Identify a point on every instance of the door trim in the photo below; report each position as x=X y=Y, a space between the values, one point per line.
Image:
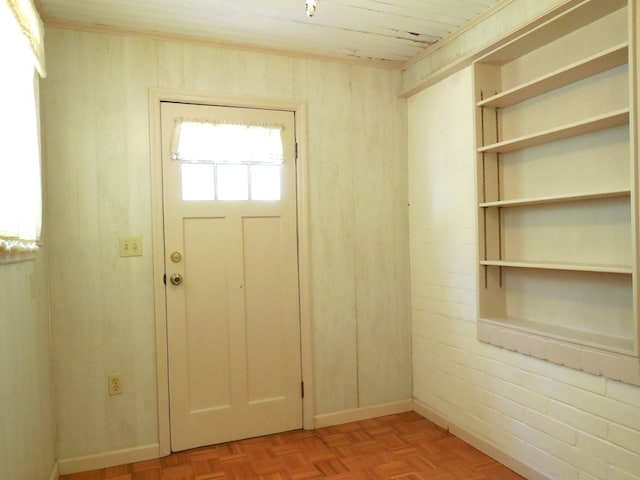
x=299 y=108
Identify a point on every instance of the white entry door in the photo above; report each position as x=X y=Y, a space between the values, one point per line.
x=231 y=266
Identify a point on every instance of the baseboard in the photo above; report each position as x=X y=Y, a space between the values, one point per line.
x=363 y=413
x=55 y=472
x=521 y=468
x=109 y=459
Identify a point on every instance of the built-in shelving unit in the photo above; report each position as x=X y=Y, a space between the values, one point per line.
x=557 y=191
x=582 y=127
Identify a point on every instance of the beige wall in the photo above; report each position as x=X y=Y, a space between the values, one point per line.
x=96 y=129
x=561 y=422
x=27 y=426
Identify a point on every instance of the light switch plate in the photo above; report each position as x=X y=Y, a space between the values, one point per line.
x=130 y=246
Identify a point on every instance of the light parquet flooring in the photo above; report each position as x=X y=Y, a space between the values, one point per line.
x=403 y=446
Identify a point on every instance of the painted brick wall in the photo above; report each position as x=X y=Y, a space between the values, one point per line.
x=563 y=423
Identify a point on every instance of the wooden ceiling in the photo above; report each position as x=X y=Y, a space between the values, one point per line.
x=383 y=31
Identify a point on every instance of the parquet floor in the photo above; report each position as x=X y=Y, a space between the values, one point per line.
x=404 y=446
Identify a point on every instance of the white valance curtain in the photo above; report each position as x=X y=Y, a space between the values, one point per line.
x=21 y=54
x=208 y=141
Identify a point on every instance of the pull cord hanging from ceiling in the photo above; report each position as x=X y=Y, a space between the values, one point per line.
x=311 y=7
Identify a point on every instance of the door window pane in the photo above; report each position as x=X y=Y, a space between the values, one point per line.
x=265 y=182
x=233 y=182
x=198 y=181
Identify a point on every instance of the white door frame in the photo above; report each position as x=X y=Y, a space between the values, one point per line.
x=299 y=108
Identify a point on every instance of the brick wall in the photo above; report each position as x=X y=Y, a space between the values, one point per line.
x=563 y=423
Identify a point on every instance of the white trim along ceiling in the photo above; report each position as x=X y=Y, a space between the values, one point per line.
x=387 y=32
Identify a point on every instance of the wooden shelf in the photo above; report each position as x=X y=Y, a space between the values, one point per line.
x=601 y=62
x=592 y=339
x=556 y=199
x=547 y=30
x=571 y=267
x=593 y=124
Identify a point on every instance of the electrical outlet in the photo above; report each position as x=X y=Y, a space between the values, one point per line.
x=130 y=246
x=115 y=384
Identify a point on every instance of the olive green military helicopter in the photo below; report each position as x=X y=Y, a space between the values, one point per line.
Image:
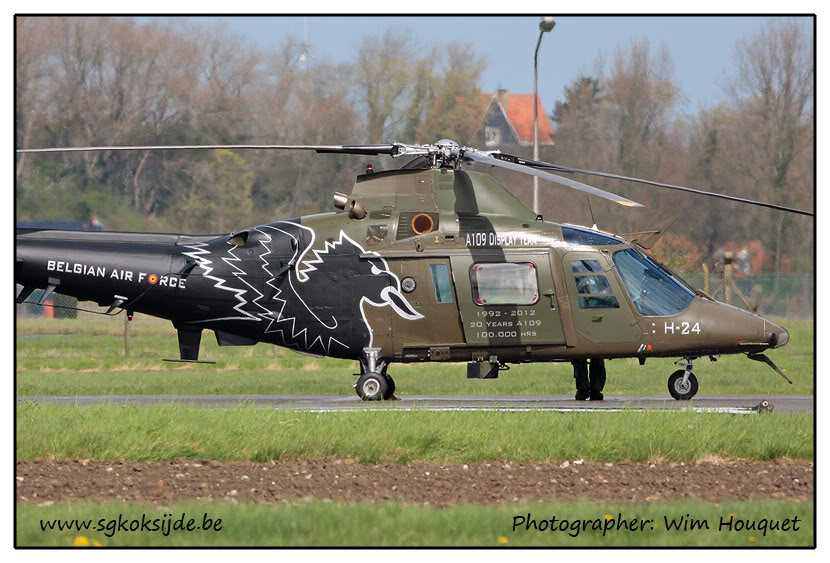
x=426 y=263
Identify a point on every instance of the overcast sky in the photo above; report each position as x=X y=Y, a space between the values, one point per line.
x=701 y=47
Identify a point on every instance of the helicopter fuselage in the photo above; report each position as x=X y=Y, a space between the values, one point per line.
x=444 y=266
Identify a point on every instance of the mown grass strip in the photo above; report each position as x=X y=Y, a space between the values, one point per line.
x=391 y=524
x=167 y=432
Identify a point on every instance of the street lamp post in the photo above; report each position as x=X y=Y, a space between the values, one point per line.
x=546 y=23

********************

* **Description of the task**: Change "Identify" to "Locate" in every row above and keep everything else unchanged. Leave out the pictures.

* **Answer to the task**:
Locate a point on every instance of the door trim in the photo below; report each position as x=X y=Y, a space between the values, one point per line.
Image:
x=299 y=108
Locate a point on every instance of the white entry door in the photo above; report each position as x=X y=Y, a space between the values, one point per line.
x=231 y=266
Locate a point on every instance of the baseboard in the photo above; report each position as x=X y=Y, a space between the values, one point per line.
x=363 y=413
x=55 y=472
x=521 y=468
x=109 y=459
Locate a point on every instance of the built-in shelving unit in the photo above; report each position as x=X y=Y, a space between the values, one point per line.
x=557 y=191
x=582 y=127
Locate a point on every instance of the beige wall in the photo above; report each position as x=X y=Y, a space between the values, one point per line.
x=96 y=129
x=561 y=422
x=27 y=426
Locate a point on every instance of the light switch plate in the photo above; report each position as x=X y=Y, a space between the values, one point per line.
x=130 y=246
Locate a point on every instance of the light parquet flooring in the photo above; report each position as x=X y=Y, a space between the values, one point per line.
x=403 y=446
Locate a point on every instance of the painted brick wall in the photo above; report each position as x=X y=Y, a space between the values, one point per line.
x=563 y=423
Locate a point on every instance of the wooden ceiling in the photo above; report each position as x=X y=Y, a space between the values, one point per line.
x=383 y=31
Locate a point on every instance of the parquet floor in the photo above; report each position as x=X y=Y, a space between the values, one point per line.
x=404 y=446
Locate a point on every instance of the white valance curtain in the photo above; report each position as x=X y=Y, a space between the values, one point per line.
x=21 y=54
x=208 y=141
Locate a point on every instance of the pull cord hanging from ceiling in the photo above; report each position as x=X y=Y, a space between the values, one point per line.
x=311 y=7
Locate a point on every instance of the door window pane in the photo above; report each position as x=X y=Y, a space between the values, one point per line.
x=265 y=182
x=233 y=182
x=198 y=181
Locate a point on every instance of the white door frame in the photo above; report each position as x=X y=Y, a space between the values, one point per line.
x=299 y=108
Locate a point on every instance of the brick wall in the photo above; report each position as x=X y=Y, a space between the values, one point per line.
x=563 y=423
Locate a point on every instance of the white trim along ceiling in the photo above; report each position as x=X y=Y, a space between the values, one point per line.
x=387 y=32
Locate a point on every instance of the wooden shelf in the photo above; report each position as x=X y=Y, a space between the values, one point per line.
x=601 y=62
x=592 y=339
x=556 y=199
x=547 y=30
x=571 y=267
x=593 y=124
Locate a point on every instance of the electrical outlet in the photo above; report each position as x=X y=Y, a space between the values, one point per line.
x=130 y=246
x=115 y=384
Locate a point on every instance of the olive green military helicopter in the photo below; report each position as x=X y=Y, a space between the values, one point per line.
Image:
x=426 y=263
Locate a point on every instance of the overcast sky in the photo above; report each position as x=X y=Y, a space between the values, one point per line.
x=701 y=47
Locate a point on every instance of the helicopter fuselage in the photo above; report each position as x=X y=Y, a space between the values, one point per line.
x=444 y=266
Locate a point on every instance of the mown grass strip in the photo above; report each position as x=X y=Y, a space between the values, one point per line.
x=391 y=524
x=167 y=432
Locate a point on every instance of the street lamp post in the photo above; report each position as x=X y=Y, a space between the values, one point per line.
x=546 y=23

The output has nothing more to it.